[Records from a collection]
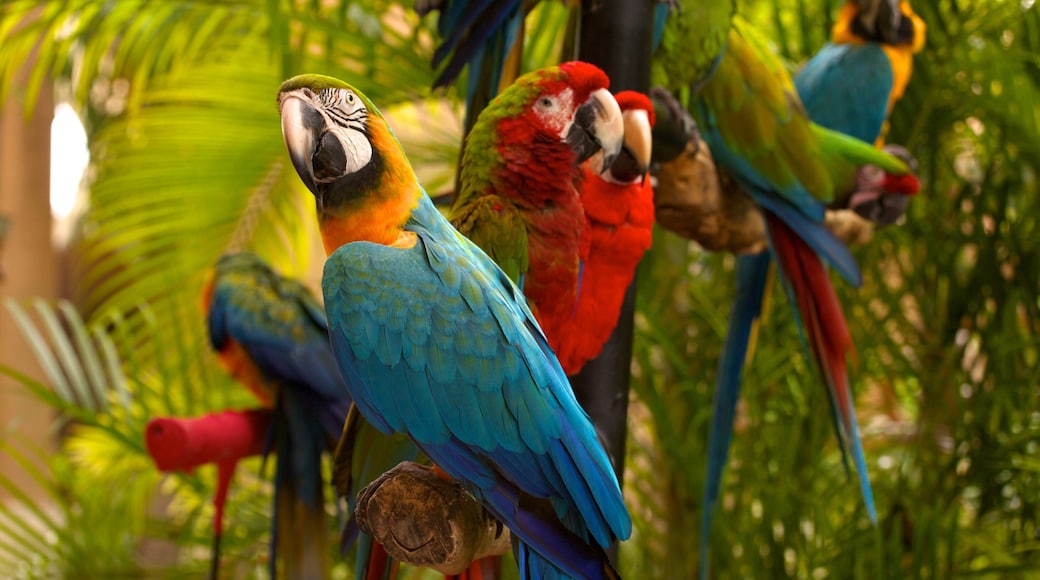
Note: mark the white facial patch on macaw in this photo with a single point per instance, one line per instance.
(556, 111)
(345, 116)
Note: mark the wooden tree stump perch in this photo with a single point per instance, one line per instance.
(426, 521)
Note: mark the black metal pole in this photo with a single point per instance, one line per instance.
(615, 35)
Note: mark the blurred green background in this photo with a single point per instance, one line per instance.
(177, 99)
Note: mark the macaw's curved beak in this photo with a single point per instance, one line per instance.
(633, 161)
(598, 126)
(302, 127)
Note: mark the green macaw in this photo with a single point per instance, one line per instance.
(751, 117)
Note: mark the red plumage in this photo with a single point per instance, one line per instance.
(620, 218)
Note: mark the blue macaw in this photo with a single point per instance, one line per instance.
(753, 122)
(436, 342)
(271, 336)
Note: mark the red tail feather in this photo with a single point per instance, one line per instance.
(378, 561)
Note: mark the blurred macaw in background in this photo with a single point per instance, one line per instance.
(750, 115)
(270, 335)
(436, 341)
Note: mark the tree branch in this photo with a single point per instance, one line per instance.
(700, 203)
(424, 520)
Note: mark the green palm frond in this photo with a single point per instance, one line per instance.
(101, 483)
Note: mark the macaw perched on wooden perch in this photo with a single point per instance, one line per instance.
(271, 336)
(436, 342)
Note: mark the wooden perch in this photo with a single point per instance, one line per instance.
(425, 520)
(182, 444)
(697, 201)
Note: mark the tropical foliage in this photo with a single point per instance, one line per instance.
(187, 163)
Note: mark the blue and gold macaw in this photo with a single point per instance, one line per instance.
(437, 343)
(270, 335)
(485, 36)
(752, 120)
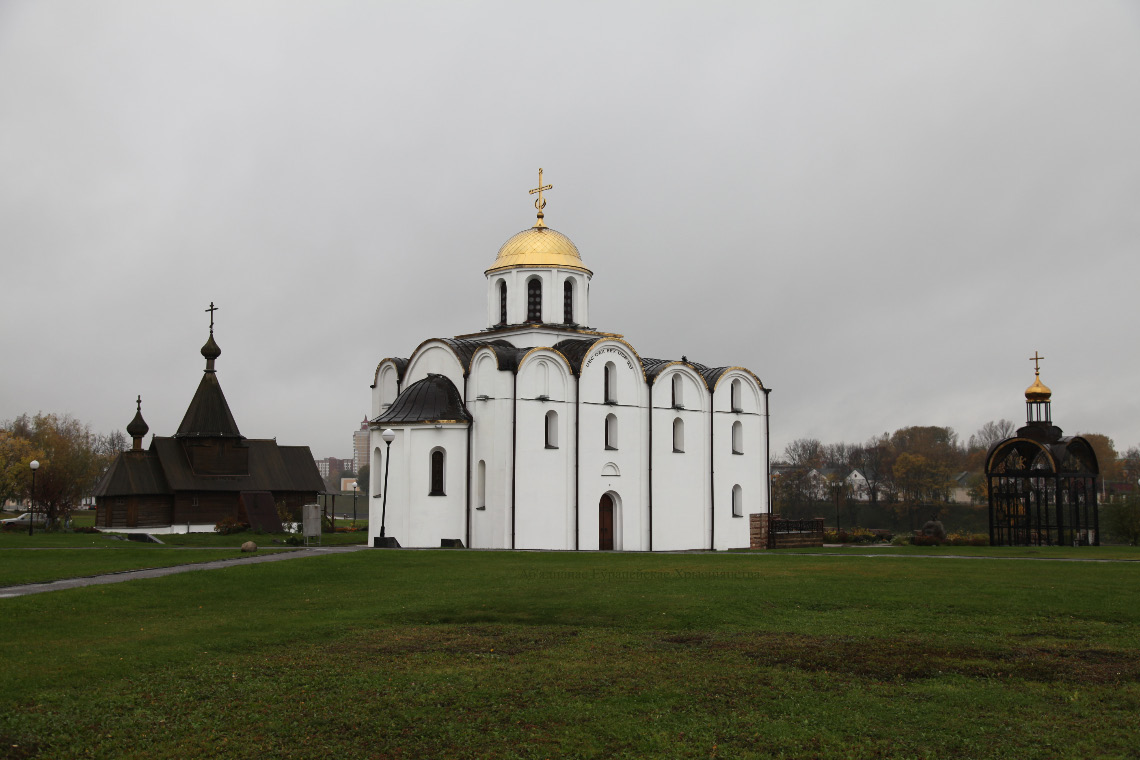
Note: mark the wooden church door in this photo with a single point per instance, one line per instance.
(605, 523)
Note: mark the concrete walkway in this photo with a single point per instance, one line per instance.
(24, 589)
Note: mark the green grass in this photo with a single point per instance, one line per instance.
(457, 654)
(1032, 553)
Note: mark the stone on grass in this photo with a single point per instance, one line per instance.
(934, 528)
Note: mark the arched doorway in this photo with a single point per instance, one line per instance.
(605, 523)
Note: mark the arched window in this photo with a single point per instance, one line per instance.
(552, 430)
(611, 432)
(481, 485)
(437, 473)
(535, 301)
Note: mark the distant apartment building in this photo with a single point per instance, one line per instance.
(360, 446)
(332, 465)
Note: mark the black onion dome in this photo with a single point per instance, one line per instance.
(138, 426)
(434, 399)
(211, 350)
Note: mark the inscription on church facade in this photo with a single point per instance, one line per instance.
(610, 349)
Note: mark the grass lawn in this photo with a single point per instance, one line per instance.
(1003, 552)
(463, 654)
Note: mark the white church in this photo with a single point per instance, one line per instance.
(540, 433)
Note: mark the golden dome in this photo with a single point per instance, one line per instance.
(1039, 391)
(539, 247)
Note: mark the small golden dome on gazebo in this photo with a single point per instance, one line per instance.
(542, 247)
(1039, 391)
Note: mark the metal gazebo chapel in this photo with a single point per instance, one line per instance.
(1042, 485)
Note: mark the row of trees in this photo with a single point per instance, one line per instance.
(72, 460)
(911, 473)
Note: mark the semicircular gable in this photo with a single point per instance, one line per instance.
(400, 366)
(439, 357)
(595, 350)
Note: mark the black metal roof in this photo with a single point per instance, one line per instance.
(431, 400)
(575, 350)
(209, 413)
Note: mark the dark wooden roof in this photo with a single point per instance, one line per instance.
(434, 399)
(133, 473)
(271, 468)
(209, 413)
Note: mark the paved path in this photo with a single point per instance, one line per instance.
(159, 572)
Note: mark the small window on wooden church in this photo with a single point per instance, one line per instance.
(437, 473)
(535, 301)
(611, 432)
(552, 430)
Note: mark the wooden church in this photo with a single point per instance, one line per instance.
(206, 472)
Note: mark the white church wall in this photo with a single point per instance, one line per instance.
(747, 468)
(544, 479)
(490, 443)
(596, 463)
(681, 479)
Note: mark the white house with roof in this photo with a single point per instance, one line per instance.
(540, 433)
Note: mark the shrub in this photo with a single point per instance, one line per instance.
(229, 525)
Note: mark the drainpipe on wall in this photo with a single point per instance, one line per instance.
(514, 444)
(471, 426)
(711, 475)
(577, 448)
(767, 448)
(651, 467)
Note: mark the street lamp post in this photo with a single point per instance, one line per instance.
(389, 435)
(31, 515)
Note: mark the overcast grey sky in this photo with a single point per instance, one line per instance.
(882, 209)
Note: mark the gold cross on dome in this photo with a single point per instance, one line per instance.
(540, 202)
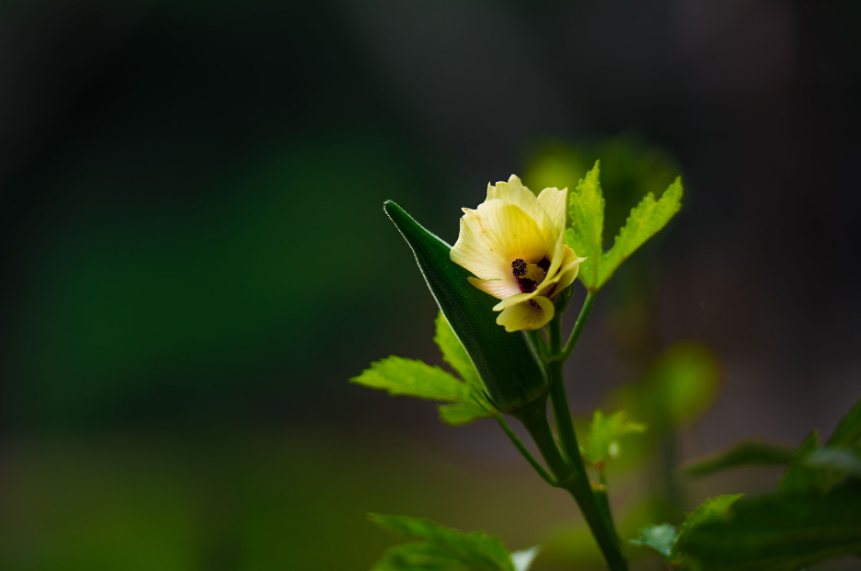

* **WHAT IS EXPECTED**
What is needed here is each line above set down word for word, minus the images.

* **ANSWER BELOW**
Note: mark the white facial patch on macaw in this photo with a single point per instance, one line per instance.
(556, 111)
(345, 116)
Note: mark the wooden tree stump perch in this photo with a single point per instance, one line per instance.
(426, 521)
Note: mark the black metal pole in this photo with a single point per instance, one line per instance.
(615, 35)
Note: mark the blurred green background in this photo with a single point per instance, one line per instance.
(177, 99)
Note: mark the macaw's curved beak in this photo with a single point per instance, one line per instance.
(633, 161)
(598, 126)
(302, 127)
Note: mark the green macaw in this photo with a single point per instance, one line per instance.
(751, 117)
Note: mark the red plumage in this photo with a single point per instance, one line per instance.
(620, 218)
Note: mark the blue macaw in this photo with a single point per instance, one line per instance.
(753, 122)
(436, 342)
(271, 336)
Note: mark the red tail feather in this photo with a single point per instance, one line per instance.
(378, 561)
Note: mark the blurred macaw in background in this photo with a single point per instance, one line per instance.
(750, 115)
(270, 335)
(436, 341)
Note: mark the tree branch in this photo with a single point per instance, one line per instance.
(700, 203)
(424, 520)
Note: mark the green palm frond in this photo with a single point per instance, one line per instance.
(101, 483)
Note: mark the macaw perched on wooden perch in this photo with a single point per instance, one line per instance.
(271, 336)
(436, 342)
Note: mark the wooden perch in this photo with a single point per instance, one line per instance.
(425, 520)
(182, 444)
(697, 201)
Note: mark the tropical foliage in this photo with a single point per instance, one line per instance.
(187, 163)
Note: mark the blue and gold macaw in this photo with a single point per instance, one line per instance.
(437, 343)
(270, 335)
(485, 36)
(752, 120)
Note: mark the wooden church door in this photo with a single point per instance, one line per instance.
(605, 523)
Note: mark the concrete walkway in this photo with a single point per instance, one line per instance.
(24, 589)
Note: mark the green grass in this photo with a single point per instance, one line per instance.
(457, 654)
(1032, 553)
Note: mark the stone on grass in this photo with a single point per instance, one line per instance.
(934, 528)
Note: mark the arched doorway in this photo with a single point per instance, one line per instance.
(605, 523)
Note: mark the arched window in this photo with a single point per instance, one line per instance.
(552, 430)
(611, 432)
(481, 485)
(437, 473)
(535, 301)
Note: mark the distant apartment building in this photo with a single point per instance, one line per instance.
(360, 446)
(332, 465)
Note: mark the black onion dome in this photo with a single point per instance, one line per instance.
(138, 426)
(434, 399)
(211, 350)
Note: mark the inscription on church facade in this photo with a single point per instance, one line per instance.
(610, 349)
Note: mark the grass lawn in this photo with a single point per instance, one line per instance.
(1003, 552)
(463, 654)
Note: mark the white church in this photo with a single point per instance, one line per instance.
(540, 433)
Note: mark the golden dome in this photo with a single point per instance, one line per instance.
(1039, 391)
(539, 247)
Note: mark the small golden dome on gazebo in this photo with a single point per instance, one line per instance.
(542, 247)
(1039, 391)
Note: mark the metal gazebo chapel in this photo with a single point per instance, one line per instance.
(1042, 485)
Note: mark the row of trees in this photo with a single point per instance, one line per instance.
(72, 460)
(911, 473)
Note: mark the semicircular gable in this photo with a single point per instance, one line per instance.
(400, 366)
(439, 357)
(595, 350)
Note: mark the black metal roof in this photo with a single point per instance, one line per instance.
(431, 400)
(575, 350)
(209, 413)
Note: mark the dark wooden roof in this photo with a single point per instance, one line per instance.
(434, 399)
(133, 473)
(271, 468)
(209, 413)
Note: mark the paved path in this photo with a single point per instance, one line per instance.
(159, 572)
Note: mark the small window on wooden church in this photo with a single point per instance, one line per instance.
(437, 473)
(535, 301)
(611, 432)
(552, 430)
Note: mark the wooden church in this photo with a single point per instance, one line per instance.
(206, 472)
Note: mark the white church wall in this photo with a single point per instance, one line per instance.
(747, 468)
(544, 479)
(490, 443)
(596, 463)
(681, 479)
Note: mark the white house with roof in this photo with a single point per instance, one line per instance.
(540, 433)
Note: mark the shrub in this photo with a single point per instance, one line per instance.
(229, 525)
Note: mark the drainpipe on wall in this photo with a single point per instance, one line per instance.
(514, 444)
(471, 426)
(711, 475)
(577, 448)
(767, 448)
(651, 467)
Note: mark the street lamp post in this photo with a single point per instance, one line per instance.
(389, 435)
(31, 515)
Note: mark the overcast grey sky in this photo with a single point per instance, one line per instance.
(882, 209)
Note: mark the gold cross on dome in this photo with a single point per instance, one line per instance.
(540, 202)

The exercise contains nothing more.